** BEGIN **
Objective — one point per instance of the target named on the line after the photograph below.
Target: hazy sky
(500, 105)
** END **
** BEGIN **
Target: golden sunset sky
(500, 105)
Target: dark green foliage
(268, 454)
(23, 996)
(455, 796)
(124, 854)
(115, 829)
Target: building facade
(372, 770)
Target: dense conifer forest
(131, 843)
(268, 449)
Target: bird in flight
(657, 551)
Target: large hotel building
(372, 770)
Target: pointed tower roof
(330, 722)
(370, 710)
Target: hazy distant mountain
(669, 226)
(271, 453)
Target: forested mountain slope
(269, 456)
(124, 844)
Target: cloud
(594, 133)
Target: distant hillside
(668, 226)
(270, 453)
** END **
### Task statement
Extract every line of the entries above that contains the word "distant".

### Full output
Target: hazy distant mountain
Target: distant hillside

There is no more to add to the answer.